> **EXCERPT PROVIDED**:
A spring creativity challenge. Pick a tree or a bush. Give it a name, if you like. Jeremy, for example, or Emily, or Bushy-bush. Whatever works for you. Take a few minutes to look at him or her—really look—at the tiny buds and shape of the branches, snapped short where the deer may have pruned a bit too much. Maybe give them likes (sun, water, warm days, being admired) and dislikes (frost, dog pee), even a personality. Visit your new friend every day or so, watch how they change, buds turning to tender tiny bright green leaves or heart-cheering flowers. Not a five-second glance as you rush out the door, but take your cup of coffee or tea and visit for a bit. Give them a pat. Ask how they’re doing. So what if your partner or spouse or kids think you’re nuts. You have a new friend, and they don’t.
Bonus points. Draw a picture. Or write a poem. A bad one is fine. No judging, pretend that you’re five, back when it was perfectly acceptable to color the sky green and add unicorns to your picture because you liked them. Or try a neurographic doodle inspired by spring. Drawing a single-line doodle, then smoothing out where the lines intersect, allegedly “links your conscious and subconscious mind and creates new neural pathways,” resulting in a sense of well-being. I found it relaxing, no artistic talent required.

> **INFORMATION PROVIDED**:
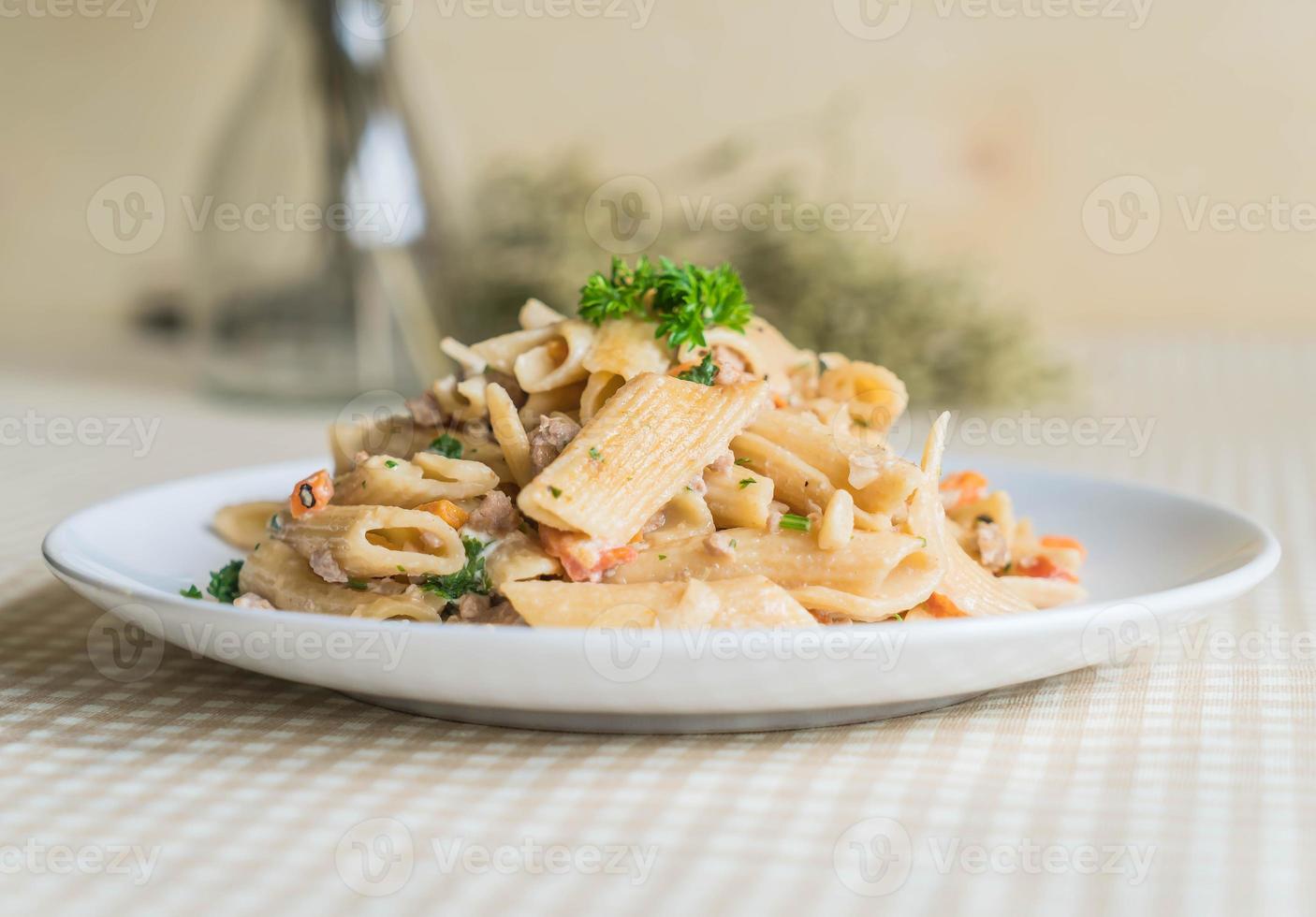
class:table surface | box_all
[0,337,1316,914]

> **EXERCISES TO COMPLETE**:
1) Decide whether each statement agrees with the spring creativity challenge, answering yes or no and quoting the words from the challenge that settle it: (a) a poorly written poem is acceptable; (b) a brief look while hurrying out the door is enough; (c) the neurographic doodle calls for artistic talent.
2) Carry on the spring creativity challenge from its final sentence.
The listing here was taken from a separate source.

> **FINAL ANSWERS**:
1)
(a) Yes: "A bad one is fine."
(b) No: "Not a five-second glance as you rush out the door, but take your cup of coffee or tea and visit for a bit."
(c) No: "I found it relaxing, no artistic talent required."

2)
I’m lucky enough to have Japanese cherry trees to befriend. It’s a bit of an obsession in DC, watching the buds move through the six official stages of bloom—green buds, florets visible, floret extension, peduncle elongation, early pink, and puffy full—watching the weather and eagerly anticipating the peak bloom, planning when and where you’ll go see the trees. (Which, by the way, are even more spectacular and magical in person than photos can convey.) We usually celebrate the cherry trees in the Japanese way with an O-hana-mi with friends, literally a “looking at the flowers” picnic under the trees. But if you don’t have a Japanese cherry tree nearby, I think it would work as well under any tree you particularly like (remembering to give your picnic blanket, legs, and feet a good spritz with bug spray first—always advisable before spending time in nature on Martha’s Vineyard).
Happy Spring!









A truly awesome post. I just returned from a conference where I took a creativity workshop (which of course I will be writing about here in a couple of weeks) about using art/poetry as portals, but you have taught me to use a one-on-one relationship with a tree as a portal. I absolutely love it.
Great post! It’s been spring for a while here in New Orleans (with the pollen counts to prove it). I don’t miss winter, but I do miss those first little harbingers of spring when the crocuses and snowdrops poke their heads through the slush. Now it’s baseball season too—I think Opening Day would make a fine New Year replacement.